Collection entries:
□ □ □ □
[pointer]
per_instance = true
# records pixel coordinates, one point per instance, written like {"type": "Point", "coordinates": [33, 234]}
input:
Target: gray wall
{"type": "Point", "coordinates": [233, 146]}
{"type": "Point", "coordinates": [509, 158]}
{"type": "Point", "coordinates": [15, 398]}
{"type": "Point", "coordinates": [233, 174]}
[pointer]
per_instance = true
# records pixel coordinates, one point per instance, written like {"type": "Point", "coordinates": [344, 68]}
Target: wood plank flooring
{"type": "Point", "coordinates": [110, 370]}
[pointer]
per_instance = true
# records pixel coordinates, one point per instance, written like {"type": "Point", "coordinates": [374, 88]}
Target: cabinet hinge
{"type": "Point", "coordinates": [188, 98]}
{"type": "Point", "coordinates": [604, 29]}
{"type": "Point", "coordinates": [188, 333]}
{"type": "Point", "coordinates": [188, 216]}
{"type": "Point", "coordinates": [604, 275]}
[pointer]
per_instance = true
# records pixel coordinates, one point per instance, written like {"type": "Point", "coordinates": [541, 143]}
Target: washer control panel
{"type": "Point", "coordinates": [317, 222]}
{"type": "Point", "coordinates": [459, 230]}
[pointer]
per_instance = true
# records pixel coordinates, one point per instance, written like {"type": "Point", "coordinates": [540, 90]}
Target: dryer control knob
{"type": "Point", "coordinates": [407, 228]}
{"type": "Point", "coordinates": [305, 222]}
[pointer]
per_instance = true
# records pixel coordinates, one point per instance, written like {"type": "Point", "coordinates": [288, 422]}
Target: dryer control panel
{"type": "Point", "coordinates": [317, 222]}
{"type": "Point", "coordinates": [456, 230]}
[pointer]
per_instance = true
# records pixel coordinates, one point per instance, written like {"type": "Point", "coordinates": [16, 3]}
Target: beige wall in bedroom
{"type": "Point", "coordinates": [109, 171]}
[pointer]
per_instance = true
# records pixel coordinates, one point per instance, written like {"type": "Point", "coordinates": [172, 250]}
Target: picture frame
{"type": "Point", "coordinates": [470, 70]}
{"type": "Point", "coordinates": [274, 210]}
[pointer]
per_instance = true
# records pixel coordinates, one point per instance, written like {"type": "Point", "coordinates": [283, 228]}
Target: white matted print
□ □ □ □
## Problem description
Repeat all the entries exactly as given.

## Exercise response
[pointer]
per_instance = true
# records pixel coordinates, one point per instance, written like {"type": "Point", "coordinates": [33, 234]}
input:
Target: gray wall
{"type": "Point", "coordinates": [233, 146]}
{"type": "Point", "coordinates": [509, 158]}
{"type": "Point", "coordinates": [15, 398]}
{"type": "Point", "coordinates": [233, 174]}
[pointer]
per_instance = true
# records pixel coordinates, one point per instance, written like {"type": "Point", "coordinates": [344, 68]}
Target: wood plank flooring
{"type": "Point", "coordinates": [110, 370]}
[pointer]
per_instance = true
# records pixel coordinates, one point per instance, written like {"type": "Point", "coordinates": [374, 88]}
Target: cabinet hinge
{"type": "Point", "coordinates": [188, 98]}
{"type": "Point", "coordinates": [604, 29]}
{"type": "Point", "coordinates": [188, 333]}
{"type": "Point", "coordinates": [188, 216]}
{"type": "Point", "coordinates": [604, 275]}
[pointer]
per_instance = true
# records pixel coordinates, one point per instance, written like {"type": "Point", "coordinates": [541, 143]}
Target: washer control panel
{"type": "Point", "coordinates": [317, 222]}
{"type": "Point", "coordinates": [459, 230]}
[pointer]
per_instance = true
# records pixel coordinates, one point per instance, written like {"type": "Point", "coordinates": [540, 90]}
Target: dryer control knob
{"type": "Point", "coordinates": [407, 228]}
{"type": "Point", "coordinates": [305, 222]}
[pointer]
per_instance = true
# records pixel coordinates, one point per instance, written like {"type": "Point", "coordinates": [288, 422]}
Target: dryer control panel
{"type": "Point", "coordinates": [317, 222]}
{"type": "Point", "coordinates": [456, 230]}
[pointer]
per_instance = true
# records pixel coordinates, one point per instance, written like {"type": "Point", "coordinates": [16, 3]}
Target: beige wall in bedroom
{"type": "Point", "coordinates": [109, 171]}
[pointer]
per_instance = true
# records pixel coordinates, one point per instance, written like {"type": "Point", "coordinates": [172, 250]}
Target: picture frame
{"type": "Point", "coordinates": [470, 70]}
{"type": "Point", "coordinates": [274, 210]}
[pointer]
per_instance = true
# records pixel coordinates, one point per instance, written like {"type": "Point", "coordinates": [283, 228]}
Target: white matted print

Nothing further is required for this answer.